Direction.
Render every line of the records below as a numbered list, skipping blank lines and leaving out the pictures.

>> Start Data for this exercise

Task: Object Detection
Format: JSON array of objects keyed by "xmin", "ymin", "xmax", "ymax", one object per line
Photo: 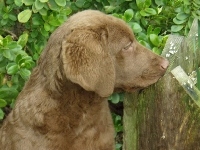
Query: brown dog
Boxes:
[{"xmin": 0, "ymin": 10, "xmax": 168, "ymax": 150}]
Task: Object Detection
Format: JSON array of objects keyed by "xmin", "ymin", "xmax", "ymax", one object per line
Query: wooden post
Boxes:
[{"xmin": 123, "ymin": 20, "xmax": 200, "ymax": 150}]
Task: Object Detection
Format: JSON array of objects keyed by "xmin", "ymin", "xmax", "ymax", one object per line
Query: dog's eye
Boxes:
[{"xmin": 123, "ymin": 42, "xmax": 132, "ymax": 50}]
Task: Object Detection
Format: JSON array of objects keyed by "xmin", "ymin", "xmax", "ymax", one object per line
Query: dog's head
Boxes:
[{"xmin": 38, "ymin": 10, "xmax": 168, "ymax": 97}]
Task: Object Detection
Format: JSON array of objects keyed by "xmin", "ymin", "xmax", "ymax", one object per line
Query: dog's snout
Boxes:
[{"xmin": 160, "ymin": 59, "xmax": 169, "ymax": 70}]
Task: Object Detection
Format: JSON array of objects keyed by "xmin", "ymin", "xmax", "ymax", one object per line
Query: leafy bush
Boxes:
[{"xmin": 0, "ymin": 0, "xmax": 200, "ymax": 147}]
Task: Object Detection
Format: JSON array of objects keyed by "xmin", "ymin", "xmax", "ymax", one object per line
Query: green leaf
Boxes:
[
  {"xmin": 171, "ymin": 25, "xmax": 184, "ymax": 32},
  {"xmin": 6, "ymin": 64, "xmax": 19, "ymax": 75},
  {"xmin": 0, "ymin": 108, "xmax": 5, "ymax": 120},
  {"xmin": 149, "ymin": 34, "xmax": 160, "ymax": 46},
  {"xmin": 19, "ymin": 68, "xmax": 31, "ymax": 80},
  {"xmin": 124, "ymin": 9, "xmax": 134, "ymax": 22},
  {"xmin": 17, "ymin": 33, "xmax": 28, "ymax": 47},
  {"xmin": 0, "ymin": 99, "xmax": 7, "ymax": 108},
  {"xmin": 18, "ymin": 9, "xmax": 32, "ymax": 23},
  {"xmin": 55, "ymin": 0, "xmax": 66, "ymax": 7}
]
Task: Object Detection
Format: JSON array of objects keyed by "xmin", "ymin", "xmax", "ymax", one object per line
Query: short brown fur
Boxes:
[{"xmin": 0, "ymin": 10, "xmax": 168, "ymax": 150}]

>> End Data for this exercise

Task output.
1. Task: Object Detection
2. Format: JSON array of objects keyed by "xmin", "ymin", "xmax", "ymax", one object per line
3. Photo: 
4. Query: brown dog
5. Boxes:
6. [{"xmin": 0, "ymin": 10, "xmax": 168, "ymax": 150}]
7. Task: Object Detection
8. Format: JSON array of objects keyed by "xmin", "ymin", "xmax", "ymax", one object per line
9. Query: wooden post
10. Boxes:
11. [{"xmin": 123, "ymin": 20, "xmax": 200, "ymax": 150}]
12. Task: Object Detection
13. Format: JSON array of objects keyed by "xmin", "ymin", "xmax", "ymax", one object per line
14. Query: dog's eye
15. Boxes:
16. [{"xmin": 123, "ymin": 42, "xmax": 132, "ymax": 50}]
17. Task: Object Detection
18. Format: JSON array of objects keyed by "xmin", "ymin", "xmax", "ymax", one object per line
19. Query: dog's head
20. Boxes:
21. [{"xmin": 38, "ymin": 10, "xmax": 168, "ymax": 97}]
22. Task: Object Detection
23. Format: JSON array of objects keyed by "xmin", "ymin", "xmax", "ymax", one object per line
24. Query: dog's snout
25. Boxes:
26. [{"xmin": 160, "ymin": 59, "xmax": 169, "ymax": 70}]
27. Task: Object Detection
28. Format: JSON array of objects keyed by "xmin", "ymin", "xmax", "ymax", one object per line
29. Query: leafy bush
30. Boxes:
31. [{"xmin": 0, "ymin": 0, "xmax": 200, "ymax": 147}]
32. Task: Object Detection
33. Format: JSON array of objects keyed by "xmin", "ymin", "xmax", "ymax", one object per line
34. Query: green leaf
35. Boxes:
36. [
37.   {"xmin": 171, "ymin": 25, "xmax": 184, "ymax": 32},
38.   {"xmin": 6, "ymin": 64, "xmax": 19, "ymax": 75},
39.   {"xmin": 0, "ymin": 108, "xmax": 5, "ymax": 120},
40.   {"xmin": 149, "ymin": 34, "xmax": 160, "ymax": 46},
41.   {"xmin": 19, "ymin": 68, "xmax": 31, "ymax": 80},
42.   {"xmin": 124, "ymin": 9, "xmax": 134, "ymax": 22},
43.   {"xmin": 17, "ymin": 33, "xmax": 28, "ymax": 47},
44.   {"xmin": 0, "ymin": 99, "xmax": 7, "ymax": 108},
45.   {"xmin": 18, "ymin": 9, "xmax": 32, "ymax": 23},
46.   {"xmin": 55, "ymin": 0, "xmax": 66, "ymax": 7}
47. ]
48. Task: Object Detection
49. Format: JSON array of objects keyed by "xmin", "ymin", "xmax", "ymax", one object per line
50. Query: short brown fur
51. Boxes:
52. [{"xmin": 0, "ymin": 10, "xmax": 168, "ymax": 150}]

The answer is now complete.